----- Records provided -----

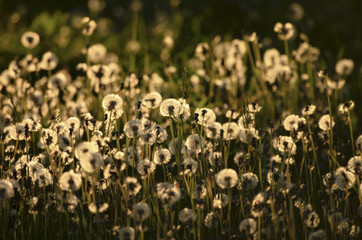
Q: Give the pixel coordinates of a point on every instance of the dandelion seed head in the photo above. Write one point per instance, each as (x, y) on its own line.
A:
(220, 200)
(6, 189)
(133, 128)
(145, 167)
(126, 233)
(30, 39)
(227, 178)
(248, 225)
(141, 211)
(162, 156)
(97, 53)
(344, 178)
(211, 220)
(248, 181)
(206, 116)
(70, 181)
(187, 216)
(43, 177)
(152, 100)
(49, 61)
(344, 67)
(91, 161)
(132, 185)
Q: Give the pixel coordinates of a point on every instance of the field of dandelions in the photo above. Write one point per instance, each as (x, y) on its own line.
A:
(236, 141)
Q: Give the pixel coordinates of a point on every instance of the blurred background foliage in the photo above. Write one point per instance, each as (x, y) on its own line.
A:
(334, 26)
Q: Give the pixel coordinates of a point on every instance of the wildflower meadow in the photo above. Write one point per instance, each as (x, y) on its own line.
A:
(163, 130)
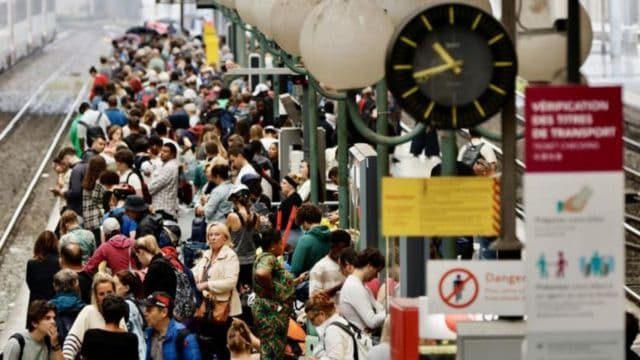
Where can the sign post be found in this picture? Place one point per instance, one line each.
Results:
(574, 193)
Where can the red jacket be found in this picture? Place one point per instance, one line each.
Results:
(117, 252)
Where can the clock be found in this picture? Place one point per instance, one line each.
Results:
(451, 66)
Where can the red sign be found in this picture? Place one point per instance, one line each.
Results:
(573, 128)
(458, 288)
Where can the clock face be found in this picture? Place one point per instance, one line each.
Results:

-----
----- Records provided -----

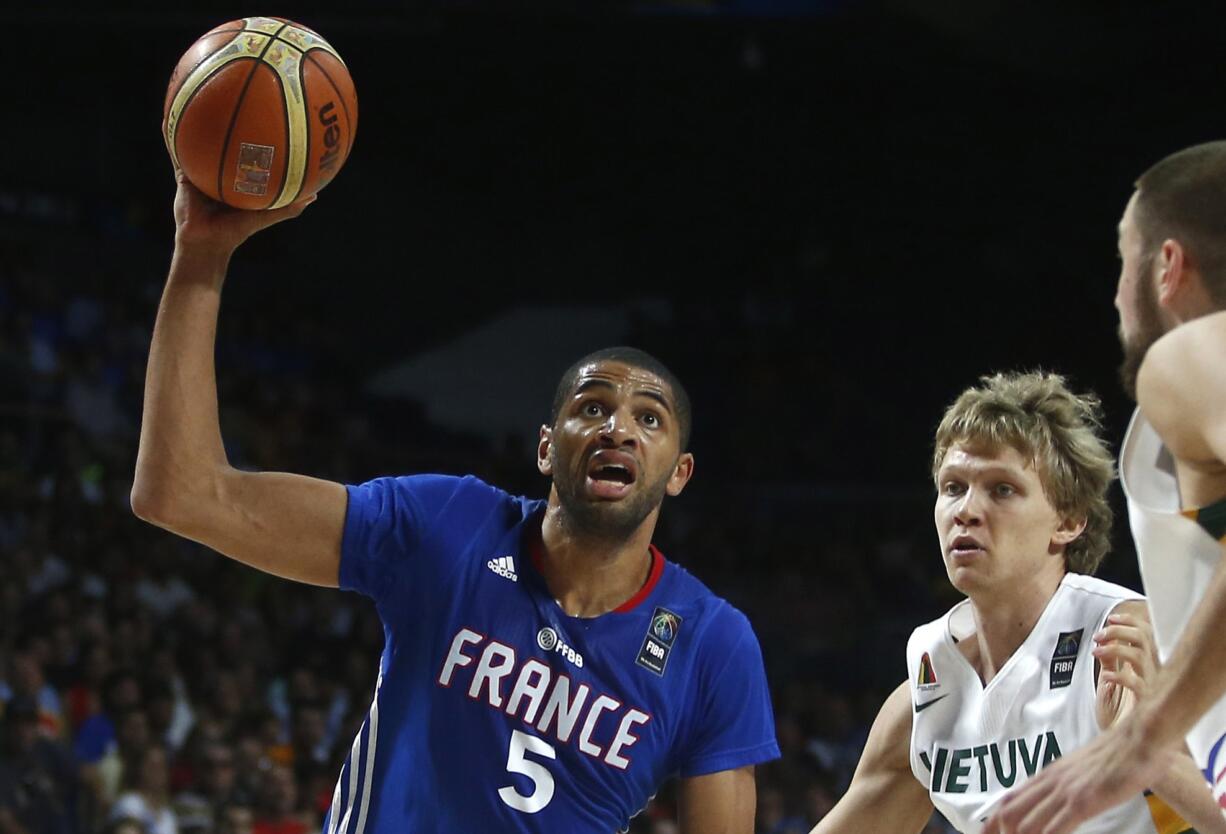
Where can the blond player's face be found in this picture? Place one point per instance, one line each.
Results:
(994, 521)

-----

*Work to be completed*: Would you please copy each line of the listing that contains the word "sign"?

*Result of this exercise*:
Where can the sign post be found in this picture? Place one point per instance, one line each.
Where can the red sign be found in this picture? Place one point per instance, one line each.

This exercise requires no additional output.